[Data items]
━━━━━━━━

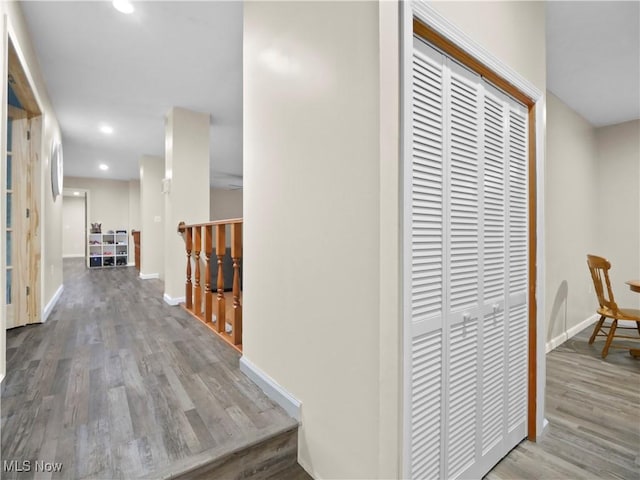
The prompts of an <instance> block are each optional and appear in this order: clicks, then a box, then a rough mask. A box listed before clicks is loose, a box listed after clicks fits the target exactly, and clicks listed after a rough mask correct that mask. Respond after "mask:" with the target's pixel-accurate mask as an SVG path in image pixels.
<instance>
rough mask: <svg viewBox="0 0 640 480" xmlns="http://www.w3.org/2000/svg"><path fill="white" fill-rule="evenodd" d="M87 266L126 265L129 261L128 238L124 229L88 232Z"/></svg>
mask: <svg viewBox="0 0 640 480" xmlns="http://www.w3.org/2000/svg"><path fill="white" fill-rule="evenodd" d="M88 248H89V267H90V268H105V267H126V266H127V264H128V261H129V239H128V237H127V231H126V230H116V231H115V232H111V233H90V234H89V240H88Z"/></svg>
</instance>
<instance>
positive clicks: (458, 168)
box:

━━━━━━━━

WHAT YOU NEED TO DO: Your job is to copy each entry exactly as written; the pictures do not go in.

REPLY TO THE EXERCISE:
The prompts of an <instance> block are each optional and appear in this order: clicks, then a box, then a rough mask. A box listed before clicks is loose, a box listed after clicks fits the target exactly, and clicks listed after a rough mask correct that mask. Respond after "mask:" with the target's pixel-accurate mask as an SVG path in image pixels.
<instance>
rough mask: <svg viewBox="0 0 640 480" xmlns="http://www.w3.org/2000/svg"><path fill="white" fill-rule="evenodd" d="M87 266L126 265L129 261L128 238L124 229L88 232Z"/></svg>
mask: <svg viewBox="0 0 640 480" xmlns="http://www.w3.org/2000/svg"><path fill="white" fill-rule="evenodd" d="M88 248H89V267H90V268H105V267H126V266H127V264H128V261H129V239H128V237H127V231H126V230H116V231H115V232H111V233H90V234H89V240H88Z"/></svg>
</instance>
<instance>
positive clicks: (458, 168)
box:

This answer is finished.